◆ Task brief ◆
Continue the personal account of April 11, 2002 in Caracas, starting right after its final sentence.

◆ Document ◆
┌──

On April 11, 2002, my stepfather unleashed a barrage of machine-gun fire at a secret-police helicopter. It promptly flew away.
Let me give you a bit of context.
On that day, the streets of Caracas roared with the sounds of protests against President Hugo Chávez. Hundreds of thousands of Venezuelans from all across the socioeconomic spectrum had assembled to express opposition to Chávez’s creeping authoritarianism. They were marching toward the Palace of Miraflores — the Venezuelan equivalent of the White House, where President Chávez lived. In response, Chávez mobilized thousands of his civilian supporters, armed them with deadly weaponry, and gathered them near the palace to serve as a sort of protective bulwark. They defended the president with enthusiasm.
My stepfather reports that my little four-year-old self was present at the beginning of the march; unfortunately, I recall nothing. When it became clear that there would be a violent clash between the pro- and anti-Chávez factions, my stepfather decided to take me home. The situation had become too dangerous. Despite this act of precaution, my family would still participate in — one might say “cause” — some of that day’s violence. At some point in the early evening, one of Chávez’s helicopters tried to land on the golf course that our apartment overlooked. My stepfather prevented it from doing so. Upon seeing the forces of Chavismo near our home, he took out his M16, stood at the window, and fired several shots to scare it off. Thankfully, it worked.

└──

◆ Extracted records ◆
┌──

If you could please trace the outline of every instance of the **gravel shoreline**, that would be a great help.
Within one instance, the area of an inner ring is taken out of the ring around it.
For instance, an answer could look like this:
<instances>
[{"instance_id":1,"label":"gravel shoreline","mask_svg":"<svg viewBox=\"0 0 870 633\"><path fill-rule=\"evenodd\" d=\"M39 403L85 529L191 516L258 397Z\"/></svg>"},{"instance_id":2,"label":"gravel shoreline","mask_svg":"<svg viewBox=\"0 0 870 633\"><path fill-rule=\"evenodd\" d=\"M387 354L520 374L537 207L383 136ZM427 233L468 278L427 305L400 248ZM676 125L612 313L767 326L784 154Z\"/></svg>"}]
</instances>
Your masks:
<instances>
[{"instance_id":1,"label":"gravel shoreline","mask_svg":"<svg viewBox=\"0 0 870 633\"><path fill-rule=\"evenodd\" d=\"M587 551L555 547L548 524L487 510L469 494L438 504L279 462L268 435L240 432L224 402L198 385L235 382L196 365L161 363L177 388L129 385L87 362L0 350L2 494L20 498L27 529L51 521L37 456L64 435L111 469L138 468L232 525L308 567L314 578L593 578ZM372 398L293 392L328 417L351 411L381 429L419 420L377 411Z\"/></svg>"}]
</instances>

└──

◆ Solved problem ◆
Meanwhile, anti-Chávez protests continued elsewhere in the city. The president was afraid that he would be overthrown and that the “progress” his revolution had made would be reversed. He ordered the army to come out from the barracks, unleash the tanks, and crush the marchers. His generals were appalled. They knew — and Chávez knew — that using the military for crowd control would lead to the deaths of thousands. So in the name of the Venezuelan constitution they mutinied, arresting Chávez and replacing him with an interim government. Many of Venezuela’s civic associations initially supported the coup, including the hierarchy of the Catholic Church, the largest labor union, and the main business confederation. They were all glad that Chávez had been removed by constitutionalist officers.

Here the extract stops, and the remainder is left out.